## Collaborative Filtering for Implicit Feedback Datasets

Article for the math behind the code: http://yifanhu.net/PUB/cf.pdf

The number of interactions are calculated each time the user interacts with the item.
Based on the interactions sparse martics are generated for the user interaction 

#### User Item preference matrix:

We make a matrix which tells us which brand has been seen by the user. If the user has interacted with the product of a brand :

$$
p_{ui} =    \begin{cases}
    1, &amp; r_{ui} &gt; 0.\\
    0, &amp; r_{ui} = 0.
  \end{cases}
  $$
$r_{ui}$: user $u$ clicked(or other interaction) number of times on item $i$

$p_{ui}$: user $u$ consumed item $i$ $(r_{ui} &gt; 0)$, then we have an indication that $u$ likes $i$ $(p_{ui} = 1)$. On the other hand, if $u$ never consumed $i$, we believe no preference $(p_{ui} = 0)$.

In [1]:
import pandas as pd
from sklearn.model_selection import train_test_split
import scipy.sparse as sparse
import implicit
import numpy as np
from operator import itemgetter
import time

In [2]:
class RecSys():
    def __init__(self):
        self.user_id = None
        self.user_dict = None
        self.item_dict = None
        self.interaction_sparse_matrix = None
        self.predicted_preference = None
        self.recommended_items = None
        self.users = None
        self.items = None
        self.agg_df = None
        self.interaction_index_to_replace = None
        self.predicted_df = None
        self.compare_df = None

        print('Preparing recommender engine...')

    def build_recsys(self, alpha = 40, factors = 100, regularization = 0.01, iterations = 10):
        self.alpha = alpha
        self.factors = factors
        self.regularization = regularization
        self.iterations = iterations

        # output parameters
        print('This Implicit Collaborative Filtering model is built using the following parameter values: ')
        print('alpha = ' + str(alpha))
        print('factors = ' + str(factors))
        print('regularization = ' + str(regularization))
        print('no of iterations = ' + str(iterations))

        # create a sparse coordinate matrix
        interaction_sparse_matrix = self.get_item_user_sparse_matrix()

        # create the training data
        train_matrix = self.create_training_set(interaction_sparse_matrix)

        # build item-user confidence matrix weighted by alpha
        item_user_confidence = alpha * train_matrix

        # create the ALS model using the Cython package 'implicit' which allows parallelisation
        als_model = implicit.als.AlternatingLeastSquares(factors=factors,
                                                         regularization=regularization,
                                                         iterations=iterations)

        # train the ALS model on the training data - confidence matrix
        # this step will initialise the user-factors and item-factors vectors
        als_model.fit(item_users=item_user_confidence)

        # build our predicted preference matrix
        user_factors = als_model.user_factors
        item_factors = als_model.item_factors
        predicted_preference = user_factors.dot(item_factors.T)

        # return the predicted preference matrix
        self.predicted_preference = predicted_preference
        print('The recommender engine is ready!')
        print('================================')
··········
→ **Stated exercise A**: In the collaborative filtering page, what default value does the build_recsys method give to alpha?
··········
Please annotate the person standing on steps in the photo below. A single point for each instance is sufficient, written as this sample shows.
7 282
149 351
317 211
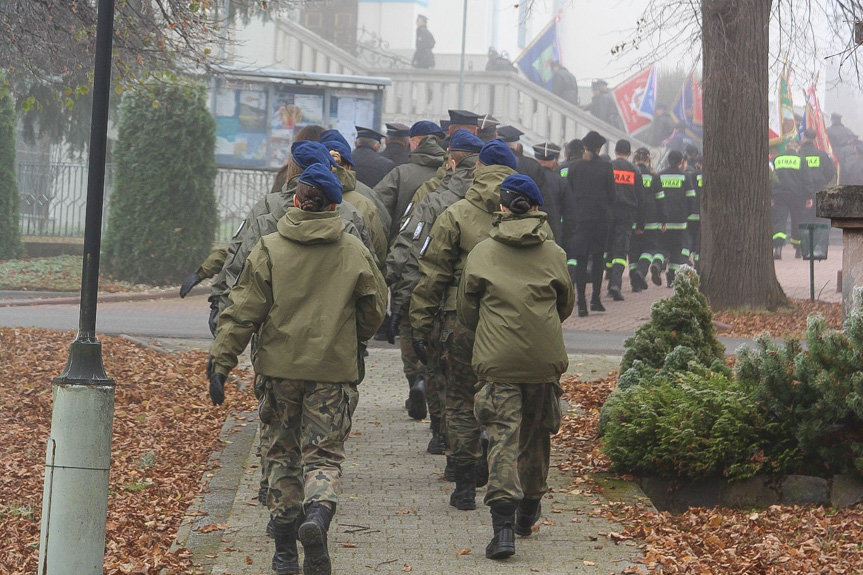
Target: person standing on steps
515 292
311 292
591 181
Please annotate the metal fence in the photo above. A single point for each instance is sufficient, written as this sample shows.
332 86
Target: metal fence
54 198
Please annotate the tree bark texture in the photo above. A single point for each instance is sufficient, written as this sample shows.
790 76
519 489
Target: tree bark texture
737 269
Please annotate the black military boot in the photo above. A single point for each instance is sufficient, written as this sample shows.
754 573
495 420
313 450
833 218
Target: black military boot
482 464
417 398
463 497
595 303
285 559
655 274
526 516
503 543
313 536
449 470
436 446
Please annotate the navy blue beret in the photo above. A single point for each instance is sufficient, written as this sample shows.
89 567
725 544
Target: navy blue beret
335 142
497 153
306 153
425 128
523 186
321 177
464 141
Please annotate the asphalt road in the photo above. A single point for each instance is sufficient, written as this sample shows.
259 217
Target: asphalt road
176 318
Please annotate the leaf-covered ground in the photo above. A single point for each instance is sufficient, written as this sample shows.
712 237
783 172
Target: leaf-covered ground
780 540
165 429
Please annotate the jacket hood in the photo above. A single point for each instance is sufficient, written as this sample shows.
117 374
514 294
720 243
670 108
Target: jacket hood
519 229
428 153
485 191
310 227
348 179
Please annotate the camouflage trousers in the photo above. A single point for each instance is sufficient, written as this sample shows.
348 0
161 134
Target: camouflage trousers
304 458
520 419
410 361
462 427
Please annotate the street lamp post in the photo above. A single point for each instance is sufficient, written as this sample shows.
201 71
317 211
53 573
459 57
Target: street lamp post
75 497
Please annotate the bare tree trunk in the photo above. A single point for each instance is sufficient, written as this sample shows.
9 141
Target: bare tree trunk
737 261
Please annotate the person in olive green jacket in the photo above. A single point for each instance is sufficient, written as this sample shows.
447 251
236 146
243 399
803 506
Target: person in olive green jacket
514 292
311 292
399 185
442 255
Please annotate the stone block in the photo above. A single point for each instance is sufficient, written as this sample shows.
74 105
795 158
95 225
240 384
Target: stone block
805 490
847 490
759 491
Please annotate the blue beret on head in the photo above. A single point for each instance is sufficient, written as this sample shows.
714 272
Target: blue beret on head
463 141
306 153
425 128
497 153
321 177
334 141
523 186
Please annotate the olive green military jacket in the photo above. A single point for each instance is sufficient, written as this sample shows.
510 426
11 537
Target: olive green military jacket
311 292
213 264
419 226
367 209
514 292
399 185
454 234
262 220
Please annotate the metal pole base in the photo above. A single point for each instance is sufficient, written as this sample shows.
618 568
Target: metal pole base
75 498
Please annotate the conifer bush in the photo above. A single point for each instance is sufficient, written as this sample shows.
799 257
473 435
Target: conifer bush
10 201
163 217
684 319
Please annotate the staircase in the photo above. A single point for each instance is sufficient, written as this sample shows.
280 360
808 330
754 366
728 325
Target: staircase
427 94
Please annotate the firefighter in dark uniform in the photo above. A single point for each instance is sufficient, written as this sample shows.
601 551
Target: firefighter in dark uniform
823 172
591 183
677 188
398 143
649 224
791 187
692 246
553 188
370 166
627 202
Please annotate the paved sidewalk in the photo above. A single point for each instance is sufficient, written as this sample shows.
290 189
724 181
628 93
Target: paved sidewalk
394 516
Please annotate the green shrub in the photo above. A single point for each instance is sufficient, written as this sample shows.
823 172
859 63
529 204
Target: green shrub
684 319
814 396
163 214
10 201
695 424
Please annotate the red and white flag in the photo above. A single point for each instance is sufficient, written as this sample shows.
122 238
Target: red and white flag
629 96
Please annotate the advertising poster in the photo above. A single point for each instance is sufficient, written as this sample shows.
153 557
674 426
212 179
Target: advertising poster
288 114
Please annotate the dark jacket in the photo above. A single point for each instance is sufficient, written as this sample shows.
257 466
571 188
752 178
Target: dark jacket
395 152
370 166
677 189
423 57
821 167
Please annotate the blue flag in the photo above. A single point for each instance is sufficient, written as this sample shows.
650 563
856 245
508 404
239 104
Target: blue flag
535 61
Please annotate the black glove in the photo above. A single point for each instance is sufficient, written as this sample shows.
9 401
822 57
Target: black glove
421 349
213 321
393 327
188 283
217 388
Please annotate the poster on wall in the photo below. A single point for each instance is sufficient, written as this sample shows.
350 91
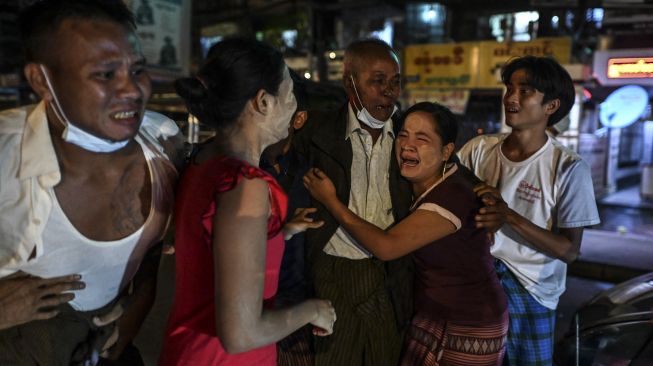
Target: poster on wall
163 29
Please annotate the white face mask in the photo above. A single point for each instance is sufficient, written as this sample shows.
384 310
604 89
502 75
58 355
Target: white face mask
75 135
364 115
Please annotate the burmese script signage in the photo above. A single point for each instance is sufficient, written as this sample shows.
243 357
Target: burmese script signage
451 65
629 68
494 55
622 67
468 65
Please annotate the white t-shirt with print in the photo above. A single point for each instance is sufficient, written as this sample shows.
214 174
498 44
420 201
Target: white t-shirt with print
552 188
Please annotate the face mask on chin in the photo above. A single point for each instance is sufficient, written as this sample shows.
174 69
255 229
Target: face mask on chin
75 135
364 115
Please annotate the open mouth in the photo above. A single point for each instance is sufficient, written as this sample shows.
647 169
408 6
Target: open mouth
409 161
123 115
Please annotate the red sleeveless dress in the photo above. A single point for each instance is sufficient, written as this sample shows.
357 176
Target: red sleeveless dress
190 338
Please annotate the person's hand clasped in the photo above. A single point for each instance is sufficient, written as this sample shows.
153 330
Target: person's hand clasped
325 318
495 212
24 298
319 185
301 222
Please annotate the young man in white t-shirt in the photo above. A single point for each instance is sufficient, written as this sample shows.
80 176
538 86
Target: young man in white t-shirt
547 200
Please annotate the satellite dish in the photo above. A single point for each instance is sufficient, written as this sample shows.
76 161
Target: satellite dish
623 106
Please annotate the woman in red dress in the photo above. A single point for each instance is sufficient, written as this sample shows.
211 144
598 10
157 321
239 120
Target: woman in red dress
230 215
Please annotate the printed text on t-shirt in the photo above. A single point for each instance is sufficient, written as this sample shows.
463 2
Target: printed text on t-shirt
528 192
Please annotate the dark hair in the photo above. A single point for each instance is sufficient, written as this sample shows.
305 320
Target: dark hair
234 71
43 18
358 50
361 46
444 121
548 77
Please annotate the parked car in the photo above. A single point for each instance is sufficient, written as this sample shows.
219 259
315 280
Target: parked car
613 328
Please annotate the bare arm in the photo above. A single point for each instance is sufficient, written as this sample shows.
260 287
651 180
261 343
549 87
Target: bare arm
239 241
564 245
398 241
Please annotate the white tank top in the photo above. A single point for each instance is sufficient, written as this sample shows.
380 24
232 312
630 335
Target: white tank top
106 267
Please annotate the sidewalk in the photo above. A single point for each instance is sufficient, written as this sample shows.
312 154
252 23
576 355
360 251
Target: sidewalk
622 246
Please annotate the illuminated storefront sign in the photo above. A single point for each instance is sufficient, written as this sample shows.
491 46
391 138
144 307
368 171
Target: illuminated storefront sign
629 68
620 67
441 65
473 64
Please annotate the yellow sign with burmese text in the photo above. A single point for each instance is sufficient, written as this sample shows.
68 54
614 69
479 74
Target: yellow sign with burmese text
473 64
493 55
441 66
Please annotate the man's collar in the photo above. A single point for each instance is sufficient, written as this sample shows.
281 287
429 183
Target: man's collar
353 124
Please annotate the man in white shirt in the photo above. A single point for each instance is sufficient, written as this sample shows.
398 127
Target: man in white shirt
86 189
548 199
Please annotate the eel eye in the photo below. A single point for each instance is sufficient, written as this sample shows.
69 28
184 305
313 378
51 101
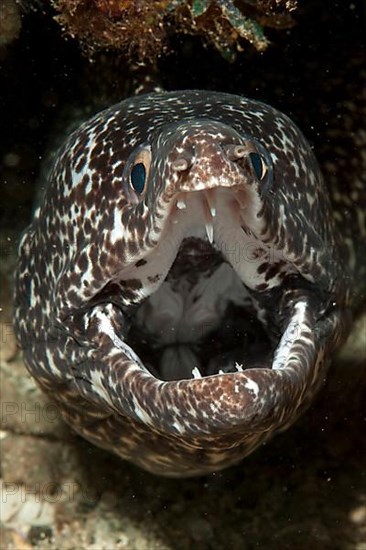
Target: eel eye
140 170
259 166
··········
→ **Stated exercise B**: Count the lines of the records that contain the string "shrub", and reply with only that number.

→ **Exercise result A**: 40

→ **Exercise result B**: 2